## [EXTRACT TO READ]
--- START ---
The fight against illegal mining in Ghana must continue without fail


Illegal mining or galamsey (gather them and sell) has assumed epidemic proportions in Ghana. The success of the effort by former minister of lands and mineral resources, John P. Amewu to sanitize – not stop – the illegality and its attendant destruction was short-lived.

As if by design, galamsey has resurfaced and, like COVID-19, the new variant seems determined to cause even more havoc. The failure of the initial attempt at curbing galamsey could be attributed to several factors, most importantly, the attraction of quick money. The Minerals Commission, the only regulatory body for mining in Ghana lost its authority and extraction of the so-called strategic mineral became anybody’s game from all corners, of the world, with China leading the posse. Galamsey reminds one of the California Gold Rush of the mid-1800s in the United States.

Gold, has been a national asset and has supported the nation’s economy even before the advent of Europeans.  The Hilla Liman administration proclaimed that gold and other precious minerals in Ghana were deemed strategic to the economy and therefore is held in trust by the government. Landed property owners therefore were deprived of any claim to ownership of any such mineral on their properties.
--- END ---
## [EXTRACTED ENTRIES]
--- START ---
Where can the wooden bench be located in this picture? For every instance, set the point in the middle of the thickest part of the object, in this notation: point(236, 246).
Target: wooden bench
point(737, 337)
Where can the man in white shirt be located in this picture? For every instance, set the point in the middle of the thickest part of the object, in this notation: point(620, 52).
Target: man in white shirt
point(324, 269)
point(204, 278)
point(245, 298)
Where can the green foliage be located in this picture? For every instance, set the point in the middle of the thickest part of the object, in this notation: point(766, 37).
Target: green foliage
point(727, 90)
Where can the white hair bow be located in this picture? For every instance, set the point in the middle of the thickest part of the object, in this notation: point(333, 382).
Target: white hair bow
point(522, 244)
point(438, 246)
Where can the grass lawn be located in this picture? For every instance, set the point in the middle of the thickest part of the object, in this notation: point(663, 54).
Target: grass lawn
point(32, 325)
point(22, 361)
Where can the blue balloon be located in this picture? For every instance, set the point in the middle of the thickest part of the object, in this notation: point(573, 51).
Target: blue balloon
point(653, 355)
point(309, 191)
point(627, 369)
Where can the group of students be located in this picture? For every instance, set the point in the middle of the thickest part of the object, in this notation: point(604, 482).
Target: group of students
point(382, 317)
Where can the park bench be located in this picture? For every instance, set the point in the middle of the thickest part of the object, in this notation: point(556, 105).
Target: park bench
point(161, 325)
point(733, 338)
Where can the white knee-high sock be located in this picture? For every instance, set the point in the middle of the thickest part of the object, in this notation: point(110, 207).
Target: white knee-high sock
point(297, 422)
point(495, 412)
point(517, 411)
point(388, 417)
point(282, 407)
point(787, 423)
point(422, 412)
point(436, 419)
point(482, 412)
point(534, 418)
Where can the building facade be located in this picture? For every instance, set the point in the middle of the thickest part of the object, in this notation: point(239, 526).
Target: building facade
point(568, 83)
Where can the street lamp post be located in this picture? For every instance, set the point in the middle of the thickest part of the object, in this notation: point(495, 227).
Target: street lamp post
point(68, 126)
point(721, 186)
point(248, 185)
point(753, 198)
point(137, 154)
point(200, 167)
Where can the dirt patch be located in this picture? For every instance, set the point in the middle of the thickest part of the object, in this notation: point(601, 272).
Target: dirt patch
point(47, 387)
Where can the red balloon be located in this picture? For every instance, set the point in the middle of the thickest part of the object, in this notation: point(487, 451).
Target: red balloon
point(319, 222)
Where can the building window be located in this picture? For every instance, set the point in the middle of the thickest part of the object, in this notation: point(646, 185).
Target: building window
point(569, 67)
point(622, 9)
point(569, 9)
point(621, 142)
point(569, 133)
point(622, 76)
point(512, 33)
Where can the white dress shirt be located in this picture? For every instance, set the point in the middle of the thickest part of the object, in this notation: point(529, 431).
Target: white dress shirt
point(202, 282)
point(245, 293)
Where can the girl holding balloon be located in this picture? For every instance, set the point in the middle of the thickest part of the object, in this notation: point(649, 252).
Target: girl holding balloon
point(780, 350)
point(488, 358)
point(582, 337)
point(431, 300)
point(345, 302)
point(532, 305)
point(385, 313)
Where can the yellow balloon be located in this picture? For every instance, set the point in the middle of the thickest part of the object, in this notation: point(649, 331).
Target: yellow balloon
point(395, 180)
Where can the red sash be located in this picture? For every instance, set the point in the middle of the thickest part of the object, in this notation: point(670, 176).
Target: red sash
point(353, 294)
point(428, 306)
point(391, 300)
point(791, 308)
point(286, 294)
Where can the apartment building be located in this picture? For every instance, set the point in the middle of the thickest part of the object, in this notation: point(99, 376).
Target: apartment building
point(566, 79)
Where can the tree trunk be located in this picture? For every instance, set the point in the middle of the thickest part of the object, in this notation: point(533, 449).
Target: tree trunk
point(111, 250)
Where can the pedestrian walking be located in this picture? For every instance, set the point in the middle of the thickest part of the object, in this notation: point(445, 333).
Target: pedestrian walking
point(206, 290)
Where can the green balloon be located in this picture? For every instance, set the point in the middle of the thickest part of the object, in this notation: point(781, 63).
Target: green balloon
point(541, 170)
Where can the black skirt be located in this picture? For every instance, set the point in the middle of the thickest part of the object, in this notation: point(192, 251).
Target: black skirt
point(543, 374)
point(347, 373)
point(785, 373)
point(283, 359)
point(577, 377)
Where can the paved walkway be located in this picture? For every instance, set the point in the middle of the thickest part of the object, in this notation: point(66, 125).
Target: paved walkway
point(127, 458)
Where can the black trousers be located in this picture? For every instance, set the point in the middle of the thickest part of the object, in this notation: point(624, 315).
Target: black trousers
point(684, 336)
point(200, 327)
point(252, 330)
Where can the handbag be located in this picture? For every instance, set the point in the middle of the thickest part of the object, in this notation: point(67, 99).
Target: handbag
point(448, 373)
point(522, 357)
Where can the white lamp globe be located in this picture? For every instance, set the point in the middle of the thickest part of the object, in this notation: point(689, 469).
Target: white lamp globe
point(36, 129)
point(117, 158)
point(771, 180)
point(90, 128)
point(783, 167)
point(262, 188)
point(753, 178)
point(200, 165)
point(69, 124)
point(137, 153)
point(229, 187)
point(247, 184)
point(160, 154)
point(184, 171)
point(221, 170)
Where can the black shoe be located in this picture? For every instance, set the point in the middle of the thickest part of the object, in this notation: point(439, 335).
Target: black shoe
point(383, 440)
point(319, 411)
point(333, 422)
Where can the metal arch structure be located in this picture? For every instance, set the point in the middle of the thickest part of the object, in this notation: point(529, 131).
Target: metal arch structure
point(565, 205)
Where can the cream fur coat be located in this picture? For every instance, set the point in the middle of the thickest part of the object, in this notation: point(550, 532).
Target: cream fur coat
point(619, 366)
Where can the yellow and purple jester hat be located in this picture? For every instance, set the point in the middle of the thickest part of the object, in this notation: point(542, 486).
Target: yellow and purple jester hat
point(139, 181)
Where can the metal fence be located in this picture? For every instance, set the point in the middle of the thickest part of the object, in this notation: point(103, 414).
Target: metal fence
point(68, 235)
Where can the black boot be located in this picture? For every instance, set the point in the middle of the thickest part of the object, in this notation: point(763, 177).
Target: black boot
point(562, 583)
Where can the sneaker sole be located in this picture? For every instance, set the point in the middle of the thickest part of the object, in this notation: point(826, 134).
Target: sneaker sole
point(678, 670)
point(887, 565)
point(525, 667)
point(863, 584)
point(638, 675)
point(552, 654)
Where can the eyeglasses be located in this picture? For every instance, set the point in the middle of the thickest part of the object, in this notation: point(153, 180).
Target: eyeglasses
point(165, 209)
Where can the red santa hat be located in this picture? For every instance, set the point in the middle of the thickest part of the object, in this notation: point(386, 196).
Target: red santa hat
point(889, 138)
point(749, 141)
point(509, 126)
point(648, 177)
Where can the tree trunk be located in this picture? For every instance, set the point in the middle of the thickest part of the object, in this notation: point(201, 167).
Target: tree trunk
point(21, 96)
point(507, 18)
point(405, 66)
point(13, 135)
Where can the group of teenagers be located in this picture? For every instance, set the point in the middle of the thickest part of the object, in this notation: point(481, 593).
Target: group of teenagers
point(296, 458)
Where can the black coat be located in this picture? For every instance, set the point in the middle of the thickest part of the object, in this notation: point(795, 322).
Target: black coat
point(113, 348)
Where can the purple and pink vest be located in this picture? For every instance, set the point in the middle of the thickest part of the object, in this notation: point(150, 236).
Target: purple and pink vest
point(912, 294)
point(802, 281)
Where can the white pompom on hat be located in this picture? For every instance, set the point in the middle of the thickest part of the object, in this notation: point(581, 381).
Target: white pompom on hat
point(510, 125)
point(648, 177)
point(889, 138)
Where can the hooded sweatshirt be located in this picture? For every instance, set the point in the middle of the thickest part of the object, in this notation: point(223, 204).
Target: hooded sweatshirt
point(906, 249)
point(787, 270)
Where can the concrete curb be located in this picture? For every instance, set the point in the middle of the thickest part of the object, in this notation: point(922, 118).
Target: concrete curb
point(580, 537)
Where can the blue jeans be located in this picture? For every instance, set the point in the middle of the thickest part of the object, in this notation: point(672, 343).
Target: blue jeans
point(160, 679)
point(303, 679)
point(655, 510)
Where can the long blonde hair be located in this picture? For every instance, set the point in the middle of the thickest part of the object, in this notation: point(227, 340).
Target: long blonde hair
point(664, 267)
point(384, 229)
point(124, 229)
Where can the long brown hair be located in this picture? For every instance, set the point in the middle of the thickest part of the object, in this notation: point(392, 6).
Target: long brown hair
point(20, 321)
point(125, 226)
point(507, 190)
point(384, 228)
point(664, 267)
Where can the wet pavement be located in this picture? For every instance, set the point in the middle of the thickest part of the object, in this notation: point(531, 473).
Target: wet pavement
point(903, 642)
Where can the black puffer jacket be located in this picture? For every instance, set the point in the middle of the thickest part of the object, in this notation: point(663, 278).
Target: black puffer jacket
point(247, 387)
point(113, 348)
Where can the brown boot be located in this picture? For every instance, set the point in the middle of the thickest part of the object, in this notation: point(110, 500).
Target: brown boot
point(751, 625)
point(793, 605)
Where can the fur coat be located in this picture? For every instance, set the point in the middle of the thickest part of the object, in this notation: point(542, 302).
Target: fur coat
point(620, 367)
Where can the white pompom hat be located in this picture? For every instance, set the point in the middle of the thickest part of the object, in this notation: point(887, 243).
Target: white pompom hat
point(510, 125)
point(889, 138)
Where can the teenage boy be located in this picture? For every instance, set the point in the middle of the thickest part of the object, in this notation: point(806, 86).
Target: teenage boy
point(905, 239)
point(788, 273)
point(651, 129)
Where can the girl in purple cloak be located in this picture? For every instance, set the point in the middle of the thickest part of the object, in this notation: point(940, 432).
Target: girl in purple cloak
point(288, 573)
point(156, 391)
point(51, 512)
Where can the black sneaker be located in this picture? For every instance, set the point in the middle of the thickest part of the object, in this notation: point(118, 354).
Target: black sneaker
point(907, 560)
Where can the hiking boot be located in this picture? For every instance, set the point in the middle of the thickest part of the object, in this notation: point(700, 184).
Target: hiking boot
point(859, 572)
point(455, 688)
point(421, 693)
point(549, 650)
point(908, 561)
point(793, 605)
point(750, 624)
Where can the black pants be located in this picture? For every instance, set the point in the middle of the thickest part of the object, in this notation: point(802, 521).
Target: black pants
--- END ---
## [SET OF TASKS]
(a) Rewrite the paragraph of the article on illegal mining in Ghana that begins "Gold, has been a national asset" as a short bulleted list that keeps its main facts.
(b) Resume the article on illegal mining in Ghana after its last sentence.
The lines above are separate material and are not part of the article on illegal mining in Ghana.

## [EXERCISE RESPONSES]
(a)
- Gold has been a national asset in Ghana and supported the economy even before Europeans arrived.
- The Hilla Liman administration declared gold and other precious minerals strategic to the economy and held in trust by the government.
- As a result, landowners lost any claim to such minerals found on their property.

(b)
Illegal small-scale mining or artisanal mining is a large sector of Ghana’s economy employing directly and supporting the livelihoods of about 4.5 million people. It also accounts for 35 percent of the country’s gold production, according to James Boafo of the University of Queensland writing in 2019. While illegal mining supports livelihoods it is also blamed on the destruction of farmlands and the pollution of water bodies, while it denies the state of an estimated $2.8 billion in 2016, Boafo adds.

Galamsey is also a rights issue and must be addressed as such by law enforcement. The land and everything under the surface is the people’s heritage. Anyone, foreign or native has no right to mine or extract any of the strategic minerals without the necessary permit. The main features of the Minerals and mining Act, 2006 (Act 703) as amended, include the Mining (Amendment) Act, 2015 (Act 900) and the Minerals Commission Act, (Act 450). In essence, the Act and its supporting amendments lay out the qualifications for mining in Ghana. The law prevents foreigners from providing mining support services to small-scale miners imposing stiff punishment for the sale or purchase of minerals without a license.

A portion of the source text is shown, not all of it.